**PROBLEM:** Only the lines from the one containing "Each matching instance of the stone paving" to the end of the entries should be written out, each exactly as it stands, both ends included.

Coordinate annotation records
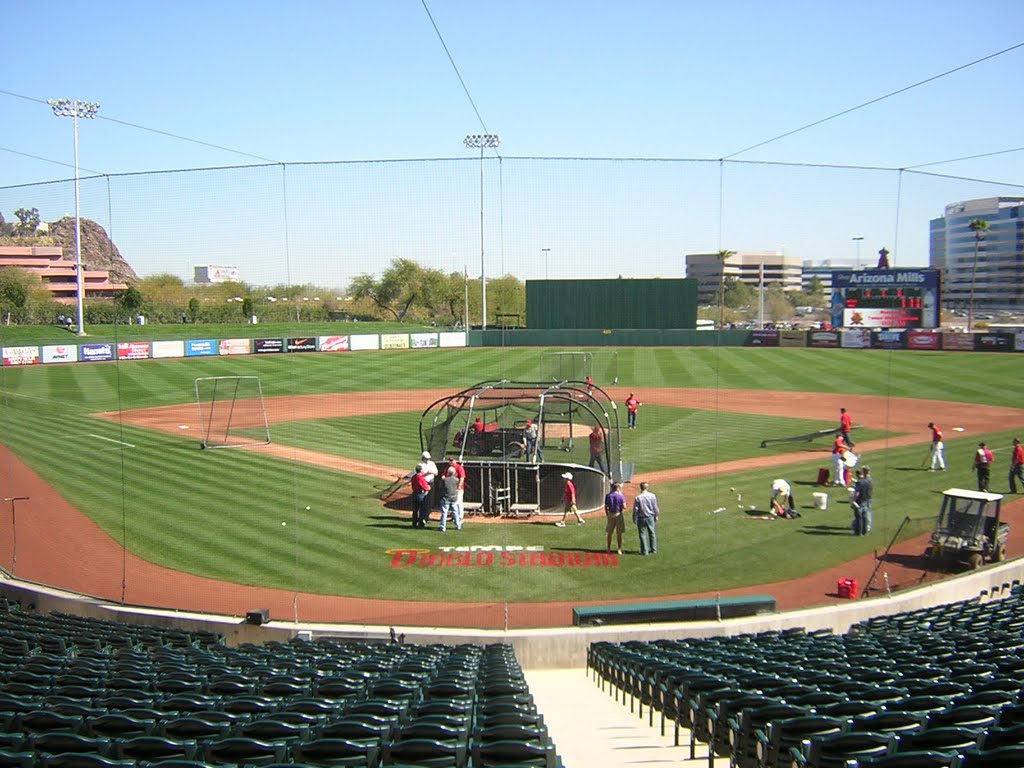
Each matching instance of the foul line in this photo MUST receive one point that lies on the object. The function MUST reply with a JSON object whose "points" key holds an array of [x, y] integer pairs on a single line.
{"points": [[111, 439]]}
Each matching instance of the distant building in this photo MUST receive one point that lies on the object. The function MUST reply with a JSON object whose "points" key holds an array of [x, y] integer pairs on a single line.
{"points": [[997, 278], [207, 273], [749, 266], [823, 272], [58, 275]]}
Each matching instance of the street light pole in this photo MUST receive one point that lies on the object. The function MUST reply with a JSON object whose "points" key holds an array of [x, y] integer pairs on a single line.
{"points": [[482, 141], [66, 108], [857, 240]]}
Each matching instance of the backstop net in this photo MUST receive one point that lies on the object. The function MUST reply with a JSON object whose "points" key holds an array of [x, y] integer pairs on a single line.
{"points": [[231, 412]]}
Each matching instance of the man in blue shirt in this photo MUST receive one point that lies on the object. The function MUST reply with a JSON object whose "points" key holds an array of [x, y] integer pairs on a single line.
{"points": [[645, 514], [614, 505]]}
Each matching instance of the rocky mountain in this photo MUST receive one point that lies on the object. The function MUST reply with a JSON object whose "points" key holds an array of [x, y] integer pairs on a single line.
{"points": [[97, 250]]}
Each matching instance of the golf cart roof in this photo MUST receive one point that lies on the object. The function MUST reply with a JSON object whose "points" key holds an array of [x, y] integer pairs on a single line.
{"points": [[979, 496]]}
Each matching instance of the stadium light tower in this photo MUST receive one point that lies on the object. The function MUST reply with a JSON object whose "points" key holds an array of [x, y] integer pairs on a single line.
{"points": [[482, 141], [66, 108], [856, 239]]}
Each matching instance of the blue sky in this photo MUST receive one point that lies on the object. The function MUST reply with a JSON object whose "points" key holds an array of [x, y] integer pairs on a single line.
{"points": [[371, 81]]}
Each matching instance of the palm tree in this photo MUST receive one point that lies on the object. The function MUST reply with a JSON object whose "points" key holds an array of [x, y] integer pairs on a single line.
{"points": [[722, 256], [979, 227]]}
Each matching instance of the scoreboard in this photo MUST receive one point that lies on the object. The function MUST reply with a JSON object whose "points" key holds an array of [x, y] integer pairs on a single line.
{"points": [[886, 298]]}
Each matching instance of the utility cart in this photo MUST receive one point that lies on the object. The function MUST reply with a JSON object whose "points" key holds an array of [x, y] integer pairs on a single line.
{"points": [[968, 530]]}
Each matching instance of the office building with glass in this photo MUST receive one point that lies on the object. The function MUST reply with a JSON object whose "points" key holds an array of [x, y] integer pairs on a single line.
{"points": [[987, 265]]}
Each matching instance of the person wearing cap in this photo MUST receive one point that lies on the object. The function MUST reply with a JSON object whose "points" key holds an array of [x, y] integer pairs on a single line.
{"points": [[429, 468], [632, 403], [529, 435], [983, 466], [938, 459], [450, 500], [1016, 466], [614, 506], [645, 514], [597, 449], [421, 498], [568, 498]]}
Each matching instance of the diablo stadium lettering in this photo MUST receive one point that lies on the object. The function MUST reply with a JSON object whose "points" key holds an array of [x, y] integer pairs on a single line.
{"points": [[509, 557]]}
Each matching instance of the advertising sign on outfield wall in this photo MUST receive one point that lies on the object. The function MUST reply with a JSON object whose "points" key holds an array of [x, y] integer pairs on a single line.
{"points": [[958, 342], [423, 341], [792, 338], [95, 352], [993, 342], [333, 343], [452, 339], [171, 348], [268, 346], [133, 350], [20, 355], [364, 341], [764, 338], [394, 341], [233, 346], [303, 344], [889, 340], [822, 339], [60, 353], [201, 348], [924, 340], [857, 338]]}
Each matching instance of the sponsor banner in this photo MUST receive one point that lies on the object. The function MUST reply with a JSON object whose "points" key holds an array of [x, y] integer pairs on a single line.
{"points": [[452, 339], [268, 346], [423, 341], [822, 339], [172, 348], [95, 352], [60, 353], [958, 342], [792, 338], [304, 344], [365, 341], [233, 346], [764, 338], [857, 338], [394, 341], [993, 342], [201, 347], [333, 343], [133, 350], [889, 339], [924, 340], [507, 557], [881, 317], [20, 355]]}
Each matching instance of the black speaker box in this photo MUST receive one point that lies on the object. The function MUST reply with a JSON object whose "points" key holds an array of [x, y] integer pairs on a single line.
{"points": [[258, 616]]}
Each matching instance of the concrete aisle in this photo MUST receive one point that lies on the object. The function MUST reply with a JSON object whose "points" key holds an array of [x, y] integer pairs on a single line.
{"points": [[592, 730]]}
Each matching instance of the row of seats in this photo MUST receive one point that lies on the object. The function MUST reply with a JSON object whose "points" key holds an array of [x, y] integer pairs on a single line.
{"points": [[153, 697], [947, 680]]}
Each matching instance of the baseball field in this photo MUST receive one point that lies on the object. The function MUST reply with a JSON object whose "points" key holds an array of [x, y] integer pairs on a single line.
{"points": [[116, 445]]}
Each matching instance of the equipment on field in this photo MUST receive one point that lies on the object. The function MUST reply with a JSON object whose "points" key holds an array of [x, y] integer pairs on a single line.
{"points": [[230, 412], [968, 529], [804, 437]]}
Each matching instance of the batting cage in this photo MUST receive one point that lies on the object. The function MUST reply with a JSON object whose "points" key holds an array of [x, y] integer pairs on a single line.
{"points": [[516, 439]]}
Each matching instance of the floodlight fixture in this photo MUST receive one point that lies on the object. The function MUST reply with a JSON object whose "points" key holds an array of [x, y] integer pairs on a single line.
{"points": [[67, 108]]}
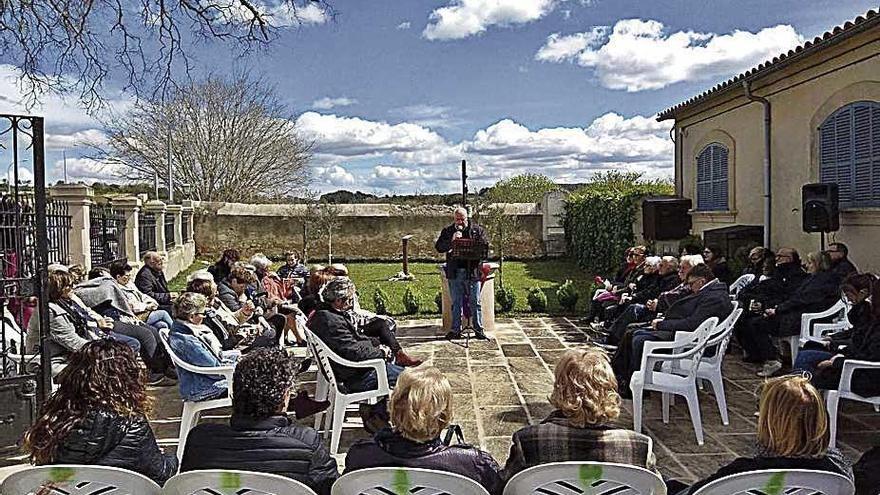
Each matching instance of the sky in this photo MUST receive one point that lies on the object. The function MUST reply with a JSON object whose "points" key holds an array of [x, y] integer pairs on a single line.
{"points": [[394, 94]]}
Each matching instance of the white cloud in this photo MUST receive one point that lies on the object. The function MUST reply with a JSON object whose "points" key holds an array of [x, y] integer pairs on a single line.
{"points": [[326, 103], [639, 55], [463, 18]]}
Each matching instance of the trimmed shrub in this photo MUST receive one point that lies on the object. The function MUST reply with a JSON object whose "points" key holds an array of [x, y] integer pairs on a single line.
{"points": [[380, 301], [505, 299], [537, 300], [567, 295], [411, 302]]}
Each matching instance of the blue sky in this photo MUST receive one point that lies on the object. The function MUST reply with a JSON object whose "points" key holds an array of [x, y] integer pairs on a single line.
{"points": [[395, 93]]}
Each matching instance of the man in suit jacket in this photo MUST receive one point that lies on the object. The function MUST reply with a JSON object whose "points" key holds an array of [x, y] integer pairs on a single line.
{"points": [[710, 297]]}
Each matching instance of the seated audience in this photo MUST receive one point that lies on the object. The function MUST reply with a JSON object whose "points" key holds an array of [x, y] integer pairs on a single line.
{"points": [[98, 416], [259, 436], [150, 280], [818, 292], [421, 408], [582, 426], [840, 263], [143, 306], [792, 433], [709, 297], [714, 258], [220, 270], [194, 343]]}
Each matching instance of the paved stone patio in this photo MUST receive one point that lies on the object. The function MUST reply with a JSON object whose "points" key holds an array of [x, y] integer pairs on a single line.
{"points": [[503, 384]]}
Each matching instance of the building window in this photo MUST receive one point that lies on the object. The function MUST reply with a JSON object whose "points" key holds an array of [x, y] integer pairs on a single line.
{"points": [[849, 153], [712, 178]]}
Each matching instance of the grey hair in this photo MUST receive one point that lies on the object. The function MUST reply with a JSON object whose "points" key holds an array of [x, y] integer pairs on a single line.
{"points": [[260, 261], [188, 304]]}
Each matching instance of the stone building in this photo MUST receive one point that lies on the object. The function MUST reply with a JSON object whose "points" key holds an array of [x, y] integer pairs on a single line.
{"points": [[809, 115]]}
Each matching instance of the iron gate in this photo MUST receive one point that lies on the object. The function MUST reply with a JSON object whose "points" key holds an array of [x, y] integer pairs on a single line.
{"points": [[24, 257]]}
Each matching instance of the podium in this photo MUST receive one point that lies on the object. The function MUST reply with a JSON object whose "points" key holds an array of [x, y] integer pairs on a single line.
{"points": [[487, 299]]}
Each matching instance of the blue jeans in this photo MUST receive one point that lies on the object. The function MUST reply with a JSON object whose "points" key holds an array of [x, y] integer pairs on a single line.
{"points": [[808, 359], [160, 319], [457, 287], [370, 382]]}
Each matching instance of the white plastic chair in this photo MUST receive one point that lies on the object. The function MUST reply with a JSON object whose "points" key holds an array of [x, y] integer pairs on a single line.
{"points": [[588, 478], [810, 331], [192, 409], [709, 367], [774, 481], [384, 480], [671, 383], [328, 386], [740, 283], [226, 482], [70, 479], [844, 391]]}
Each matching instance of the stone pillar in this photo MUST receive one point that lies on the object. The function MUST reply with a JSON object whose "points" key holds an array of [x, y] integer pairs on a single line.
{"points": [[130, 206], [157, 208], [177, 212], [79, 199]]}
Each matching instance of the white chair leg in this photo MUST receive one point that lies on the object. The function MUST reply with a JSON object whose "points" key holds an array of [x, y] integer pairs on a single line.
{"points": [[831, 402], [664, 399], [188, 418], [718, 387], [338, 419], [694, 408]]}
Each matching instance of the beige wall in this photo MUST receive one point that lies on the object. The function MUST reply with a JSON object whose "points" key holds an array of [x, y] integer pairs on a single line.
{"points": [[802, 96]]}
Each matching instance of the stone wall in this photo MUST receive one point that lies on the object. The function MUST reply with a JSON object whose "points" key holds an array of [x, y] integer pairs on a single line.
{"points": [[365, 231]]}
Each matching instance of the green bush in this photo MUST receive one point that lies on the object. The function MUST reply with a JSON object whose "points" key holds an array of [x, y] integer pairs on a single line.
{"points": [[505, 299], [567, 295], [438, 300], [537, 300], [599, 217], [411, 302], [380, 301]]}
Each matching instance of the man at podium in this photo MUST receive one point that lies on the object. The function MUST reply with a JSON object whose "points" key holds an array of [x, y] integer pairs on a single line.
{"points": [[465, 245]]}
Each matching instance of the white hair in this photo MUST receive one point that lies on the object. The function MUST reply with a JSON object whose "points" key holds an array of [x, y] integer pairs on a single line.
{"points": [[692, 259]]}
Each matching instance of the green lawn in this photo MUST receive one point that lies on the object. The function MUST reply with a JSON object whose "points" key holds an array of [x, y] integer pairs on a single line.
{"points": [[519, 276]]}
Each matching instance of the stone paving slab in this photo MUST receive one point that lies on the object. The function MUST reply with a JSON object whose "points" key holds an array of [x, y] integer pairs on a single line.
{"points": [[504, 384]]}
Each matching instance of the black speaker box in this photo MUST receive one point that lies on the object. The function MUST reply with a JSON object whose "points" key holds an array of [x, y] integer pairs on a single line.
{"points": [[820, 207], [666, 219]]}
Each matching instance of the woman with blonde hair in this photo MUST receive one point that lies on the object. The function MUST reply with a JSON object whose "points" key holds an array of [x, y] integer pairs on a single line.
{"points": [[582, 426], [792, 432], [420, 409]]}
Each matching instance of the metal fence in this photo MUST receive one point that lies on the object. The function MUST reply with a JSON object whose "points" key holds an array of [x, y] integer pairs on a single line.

**COMPLETED TASK:**
Each matching instance of the stone paving slab in this photo MUST receive one point that lies on the object. The function MUST reply with a JSON object whose "points" key holds an array of [x, y] integer pairs on a single line.
{"points": [[504, 384]]}
Each matching instance of the black speaker box in this photo MUST receive one point that lies on the object. The function MUST reply with a JSON object whose "points" key holds an array of [x, y] integer pairs on a single line.
{"points": [[820, 207], [666, 219]]}
Each matching instance of the woman with blonde hair in this photo MUST receive one point that lies on the object. The function MUST reply with a JSON object whose "points" key holds an array of [x, y] integer pairs on a single line.
{"points": [[582, 426], [792, 432], [420, 409]]}
Each matching instance of the metal fence in this photo MUST receive one point that lies on the object. The function MUST reply with a JSON object whose "points" key holds an array of [x, y] integer pairs on a single line.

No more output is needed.